§ Required task 1: Please summarize the forum thread on removing enamel from copper wires in two sentences.
§ Required task 2: Carry on the forum thread on removing enamel from copper wires from the point where it stops.

** Start Supplied text **

# 1st time DIY: How do you remove enamel from copper wires?



## vincentvdn

I'm attempting to solder a new plug onto my old ES7. After stripping the cable, I get 3 colored wires. I untwist these one by one and cut off the fibers. How am I supposed to remove the colored coating from the wires??
   
  I've tried using a lighter but then the copper wires break and/or get dirty
  I've tried scratching it off with a knife, they break
  I've tried using the heat of a little ball of solder on the iron, doesn't work
   
  Will sandpaper finally do the trick, or is there an easier/other way? My cable is getting short...


----------



## iamthecheese

Wire Stripper, just go to any hardware store and they'll have a selection of atleast 3 different ones. Pick one that will work with the gauge of the wire you are using.


----------



## nikongod

Quote: 





iamthecheese said:


> Wire Stripper, just go to any hardware store and they'll have a selection of atleast 3 different ones. Pick one that will work with the gauge of the wire you are using.


 

 They are enameled strands, not a big bundle in a PVC/teflon sheath. 
   
  I usually have good luck with a knife.
  Others have suggested acetone (nail-polish remover) or other less friendly chemicals. Just take appropriate cautions with whatever you use.


----------



## zammykoo

Quote: 





vincentvdn said:


> I've tried using a lighter but then the copper wires break and/or get dirty
> I've tried scratching it off with a knife, they break
> I've tried using the heat of a little ball of solder on the iron, doesn't work


 
   
  Wow, how thick is this enamel?? Usually burning with a lighter works great for me, if it gets dirty just use some steel wool to clean it off afterwards. I think this method is the quickest without risking cutting the wires (as using a knife).


----------



## HiFi1972

I simply run them through a ball of solder (25w at least) which tins the wires at the same time.


----------



## zammykoo

Quote: 





hifi1972 said:


> I simply run them through a ball of solder (25w at least) which tins the wires at the same time.


 


  OP said this didn't work for him. Maybe his iron isn't hot enough?


----------



## PinkysBrain

When replugging my  CX300 I used the hot solder iron to scratch it off. Even if I didn't get all the paint off, it was enough.
   
  I also read in some recabling guide that you can use aspirin together with a solderin iron. The acid that is produced when burning the tablet (ventilate your room!) should help getting the paint off. Haven't tried it myself though as I didn't need to.

** End Supplied text **
** Start Data provided **

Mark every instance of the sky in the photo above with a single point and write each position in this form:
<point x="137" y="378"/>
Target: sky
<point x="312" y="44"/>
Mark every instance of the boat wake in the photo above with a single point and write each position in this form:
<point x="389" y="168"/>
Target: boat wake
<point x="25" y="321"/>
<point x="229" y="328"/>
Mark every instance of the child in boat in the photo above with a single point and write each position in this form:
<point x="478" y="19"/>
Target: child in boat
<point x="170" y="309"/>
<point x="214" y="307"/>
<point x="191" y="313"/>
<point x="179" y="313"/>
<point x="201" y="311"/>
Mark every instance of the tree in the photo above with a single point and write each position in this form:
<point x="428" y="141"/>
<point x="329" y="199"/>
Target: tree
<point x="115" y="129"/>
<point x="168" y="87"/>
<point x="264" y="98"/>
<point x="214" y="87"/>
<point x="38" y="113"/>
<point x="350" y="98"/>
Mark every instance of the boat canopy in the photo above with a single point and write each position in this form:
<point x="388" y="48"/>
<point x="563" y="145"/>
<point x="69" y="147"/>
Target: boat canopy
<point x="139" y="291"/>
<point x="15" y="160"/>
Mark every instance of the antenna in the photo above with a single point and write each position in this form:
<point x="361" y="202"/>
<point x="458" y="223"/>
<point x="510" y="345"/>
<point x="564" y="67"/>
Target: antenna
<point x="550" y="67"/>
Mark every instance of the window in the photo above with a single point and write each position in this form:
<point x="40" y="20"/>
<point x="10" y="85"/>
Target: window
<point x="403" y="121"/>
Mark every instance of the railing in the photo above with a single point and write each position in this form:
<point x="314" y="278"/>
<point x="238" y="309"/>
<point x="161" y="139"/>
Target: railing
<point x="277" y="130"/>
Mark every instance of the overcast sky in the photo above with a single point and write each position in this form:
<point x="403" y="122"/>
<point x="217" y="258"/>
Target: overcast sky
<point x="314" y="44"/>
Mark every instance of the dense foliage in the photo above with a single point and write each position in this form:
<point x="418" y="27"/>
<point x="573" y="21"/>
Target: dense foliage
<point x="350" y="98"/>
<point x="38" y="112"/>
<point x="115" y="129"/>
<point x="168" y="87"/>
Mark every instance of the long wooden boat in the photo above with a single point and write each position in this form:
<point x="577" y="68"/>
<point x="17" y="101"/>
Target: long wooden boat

** End Data provided **

§ Exercise response 1: A first-time DIYer soldering a new plug onto an old ES7 asks how to get the colored coating off the wires, since a lighter, a knife, and a ball of solder on the iron have either failed or broken them. Replies suggest a wire stripper (another poster objects that these are enameled strands), a knife, acetone, burning with a lighter and cleaning with steel wool, running the wires through a ball of solder from an iron of at least 25 W, scratching with a hot iron, or burning aspirin with the iron.

§ Exercise response 2:
----------



## vincentvdn

Eureka! I tried again with the blob of solder, it kind of worked but not 100%. Anyway I get sound out of both sides so I'm happy 
  Probably the worst soldering job in the world though. Here's the end result:


----------



## zammykoo

Quote: 





vincentvdn said:


> Eureka! I tried again with the blob of solder, it kind of worked but not 100%. Anyway I get sound out of both sides so I'm happy
> Probably the worst soldering job in the world though. Here's the end result:


 


  You should have posted pics of the solder job


----------



## Uncle Erik

I'm a big fan of acetone/nail polish remover and mineral spirits. I always have some around for woodwork, so I use those to remove enamel.


----------



## FearSC549

Quote: 





uncle erik said:


> I'm a big fan of acetone/nail polish remover and mineral spirits. I always have some around for woodwork, so I use those to remove enamel.


 


  Ahhh, interesting. I will try that later, thanks.


----------



## customNuts

Could you exlain how Uncle Erik? ie just wipe it on the end or dip the wire in a pot of the acetone + mineral spirits?? I'm using clairvoyant cables gold plated copper 28awg.


----------



## Uncle Erik

I usually pour it onto 0000 steel wool and scrub it off the wires. Doesn't take too long. You can also use a cloth or paper towel. It'll take slightly longer, but still comes off. I like the steel wool because it cuts slightly and leaves a rougher surface - better for the solder to fill in and grip. Yeah, a minor thing, but I always have a loaf of steel wool around.


----------



## IPodPJ

A solder pot would probably work the best, but since it's only for a one-off project the other suggestions in here have been good.
  And I doubt your soldering (even if it's your first attempt) would be as bad as some that we've seen around here.


----------



## 3602

I've heard about using _molten_ rosin to sorta corrode/dissolve the enamel.
  I myself never found the need of doing anything special to enamel wires. Then again, I have a 40W iron.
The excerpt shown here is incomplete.